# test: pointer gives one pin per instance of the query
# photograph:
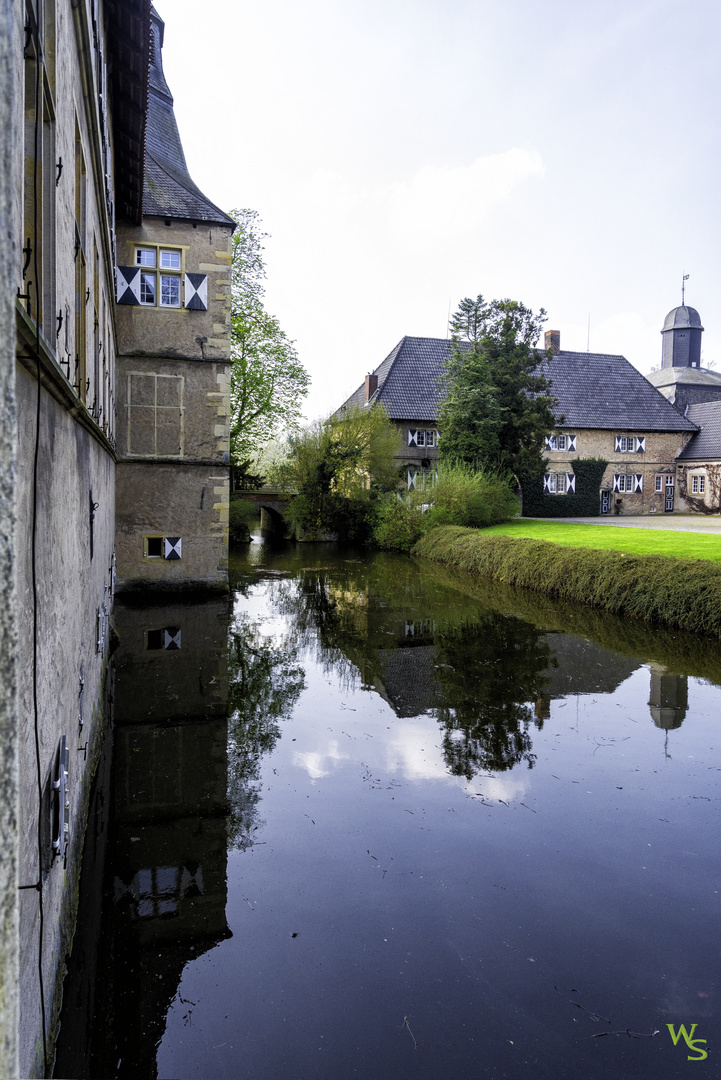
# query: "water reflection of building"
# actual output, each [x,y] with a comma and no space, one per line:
[162,862]
[669,698]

■ Problem ■
Output the listing above in full, exactly. No images.

■ Task output ■
# test: pointer gives one pin per instance of the query
# photograph:
# query: "water reflection of building"
# actual output, each [x,y] with a comma and no space, one per line:
[162,862]
[669,698]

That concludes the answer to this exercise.